◆ Aim of the exercise: Recast the lines below, from the line with "Pick out the woman's" through the line with "<point>190,214</point>", as a Markdown table with the columns n and Line. Number each line in n and leave out any blank lines.

Excerpts of pointing data
******
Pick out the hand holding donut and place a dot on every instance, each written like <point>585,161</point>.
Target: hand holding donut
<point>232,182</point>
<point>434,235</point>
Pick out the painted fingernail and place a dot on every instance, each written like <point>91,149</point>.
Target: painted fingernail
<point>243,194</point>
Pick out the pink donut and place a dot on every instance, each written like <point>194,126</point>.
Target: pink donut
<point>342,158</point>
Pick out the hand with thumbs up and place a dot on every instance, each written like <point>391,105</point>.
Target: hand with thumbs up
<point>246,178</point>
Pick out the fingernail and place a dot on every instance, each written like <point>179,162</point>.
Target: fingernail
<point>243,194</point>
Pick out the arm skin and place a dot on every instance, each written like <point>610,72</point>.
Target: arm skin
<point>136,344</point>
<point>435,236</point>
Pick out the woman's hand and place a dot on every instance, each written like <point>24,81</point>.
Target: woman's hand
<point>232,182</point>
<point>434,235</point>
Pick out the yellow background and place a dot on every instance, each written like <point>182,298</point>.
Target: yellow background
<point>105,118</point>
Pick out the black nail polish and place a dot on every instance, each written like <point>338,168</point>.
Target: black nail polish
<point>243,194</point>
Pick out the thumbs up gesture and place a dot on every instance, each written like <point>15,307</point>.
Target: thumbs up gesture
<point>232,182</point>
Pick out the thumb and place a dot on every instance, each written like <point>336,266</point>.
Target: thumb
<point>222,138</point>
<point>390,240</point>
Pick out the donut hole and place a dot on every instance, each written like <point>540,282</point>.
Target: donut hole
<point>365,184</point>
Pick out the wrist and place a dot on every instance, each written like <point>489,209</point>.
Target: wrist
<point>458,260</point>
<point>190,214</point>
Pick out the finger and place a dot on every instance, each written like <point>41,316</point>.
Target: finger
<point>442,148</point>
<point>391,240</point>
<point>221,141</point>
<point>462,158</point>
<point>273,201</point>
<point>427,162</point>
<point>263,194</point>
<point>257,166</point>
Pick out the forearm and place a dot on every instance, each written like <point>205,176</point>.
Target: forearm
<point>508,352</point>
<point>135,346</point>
******
◆ Response below:
| n | Line |
|---|---|
| 1 | Pick out the woman's hand and place a dot on every instance, each written like <point>24,81</point>. |
| 2 | Target: woman's hand |
| 3 | <point>232,182</point> |
| 4 | <point>434,235</point> |
| 5 | Pick out the yellow background and place a dot on every instance, each written like <point>182,298</point>. |
| 6 | Target: yellow background |
| 7 | <point>105,118</point> |
| 8 | Pick out the black nail polish and place a dot on every instance, each written like <point>338,168</point>. |
| 9 | Target: black nail polish |
| 10 | <point>243,194</point> |
| 11 | Pick out the thumbs up gesture and place a dot on every instance, each written like <point>15,307</point>. |
| 12 | Target: thumbs up gesture |
| 13 | <point>232,182</point> |
| 14 | Pick out the thumb and place a dot on every instance, each written like <point>336,266</point>. |
| 15 | Target: thumb |
| 16 | <point>222,138</point> |
| 17 | <point>390,240</point> |
| 18 | Pick out the donut hole and place a dot on every instance, each written like <point>540,282</point>. |
| 19 | Target: donut hole |
| 20 | <point>365,184</point> |
| 21 | Pick out the wrist and place a dot on every instance, each written like <point>489,209</point>. |
| 22 | Target: wrist |
| 23 | <point>458,260</point> |
| 24 | <point>190,214</point> |